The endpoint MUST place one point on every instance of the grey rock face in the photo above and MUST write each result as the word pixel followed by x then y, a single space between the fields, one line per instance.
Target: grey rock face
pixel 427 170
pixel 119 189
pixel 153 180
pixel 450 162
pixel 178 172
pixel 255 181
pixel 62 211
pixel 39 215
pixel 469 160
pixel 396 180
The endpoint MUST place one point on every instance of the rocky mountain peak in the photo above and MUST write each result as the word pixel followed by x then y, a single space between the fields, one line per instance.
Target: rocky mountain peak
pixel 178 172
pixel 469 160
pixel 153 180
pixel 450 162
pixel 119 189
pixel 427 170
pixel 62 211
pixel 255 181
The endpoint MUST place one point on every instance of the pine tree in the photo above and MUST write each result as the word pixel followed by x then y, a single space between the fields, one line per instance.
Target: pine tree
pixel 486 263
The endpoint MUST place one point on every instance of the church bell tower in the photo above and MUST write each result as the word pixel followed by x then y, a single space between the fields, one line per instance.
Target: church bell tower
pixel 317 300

EXERCISE INSTRUCTIONS: Please render every line of the records above as a Markdown table with the columns "Row" and "Text". Number the rows in order and leave out blank lines.

SOLUTION TO THE EXERCISE:
| Row | Text |
|---|---|
| 1 | The endpoint MUST place one point on every instance of the grey rock face in the photo above and MUST write each result as the word pixel followed by x then y, a single space between the fields, one line per instance. |
| 2 | Target: grey rock face |
| 3 | pixel 427 170 |
| 4 | pixel 119 189 |
| 5 | pixel 153 180 |
| 6 | pixel 450 162 |
| 7 | pixel 178 172 |
| 8 | pixel 255 181 |
| 9 | pixel 62 211 |
| 10 | pixel 39 215 |
| 11 | pixel 469 160 |
| 12 | pixel 396 180 |
| 13 | The endpoint MUST place one point on every instance of the rocky mountain peak in the photo above and MUST write each result as the word pixel followed by x then y, a single space between the fields, one line per instance. |
| 14 | Target: rocky mountain peak |
| 15 | pixel 178 172 |
| 16 | pixel 469 160 |
| 17 | pixel 153 180 |
| 18 | pixel 450 162 |
| 19 | pixel 119 189 |
| 20 | pixel 427 170 |
| 21 | pixel 62 211 |
| 22 | pixel 255 181 |
| 23 | The endpoint MUST place one point on every instance of the pine tree in the photo above and MUST write each result as the word pixel followed by x then y, a single space between the fields, one line per instance. |
| 24 | Target: pine tree |
| 25 | pixel 486 263 |
| 26 | The endpoint MUST place one point on every instance of the church bell tower in the photo above and MUST write each result as the word pixel followed by x then y, a single space between the fields, one line per instance. |
| 27 | Target: church bell tower |
| 28 | pixel 317 300 |